Task description:
Which car models are named in the text about the sabrina engine? List every one.

Text provided:
Triumph TRS with "sabrina" engine, Le Mans, 1960.

Like the TR2, the TR3 was a popular choice as a race car but by the late 1950s, the competitive cars from Britain, Italy and the US had been developed well beyond what the TR2 had tended to face earlier in the decade.  For various reasons, it wasn’t easy for European manufacturers to pursue the path to power and performance by adopting the American approach of big displacement so they chose the alternative: greater specific efficiencies & higher engine speeds.  In Italy, as early as 1954 Alfa Romeo had proved the once exotic double overhead camshaft (DOHC) configuration was viable in relatively low-cost, mass-production machines and even in England, MG’s MGA Twin Cam had been released, short-lived though it was.  Triumph’s cars had enjoyed much success, both in the marketplace and on racetracks but their engines were based on one used in a tractor and while legendary robust, it was tuneable only up to a point and that point had been reached, limiting its potential in competition.  The solution was a DOHC head atop the old tractor mill and this the factory prepared for their racing team to run in the 1959 Le Mans 24 Hour classic, naming the car in which it was installed the TR3S, suggesting some very close relationship with the road-going TR3 although it really was a prototype and a genuine racing car.  The engine used at Le Mans was called the “sabrina”.

Sabrina in some characteristic poses.

Norma Ann Sykes' (1936–2016 and better known by her stage name: Sabrina)  early career was as a model, sometimes in various stages of undress, but it was when in 1955 she was cast as a stereotypical “dumb blonde” in a television series she achieved national fame.  On stage or screen, she remained a presence into the 1970s and although without great critical acclaim although the University of Leeds did confer an honorary D.Litt (Doctor of Letters) for services to the arts so there was that.

The Le Mans campaigns with the sabrina Engine: TR3S (1959, left), TRS (1960, centre) and the TRS team crossing the line in formation for what was a "staged  photo-opportunity", none of the cars having completed the requisite number of laps to be classified a "finisher" (1960, right).  In 1961, all three went the distance, taking the "Teams Prize".  

Some resemblance in the mind's eye of an engineer: Sectional view of the sabrina.

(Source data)
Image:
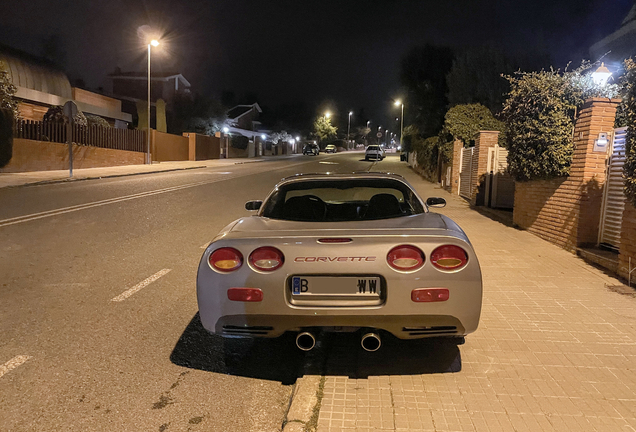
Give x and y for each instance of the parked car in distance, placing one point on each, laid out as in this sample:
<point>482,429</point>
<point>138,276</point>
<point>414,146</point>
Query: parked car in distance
<point>311,149</point>
<point>341,252</point>
<point>374,152</point>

Task answer:
TR2, TR3, TR3S, TRS, MGA Twin Cam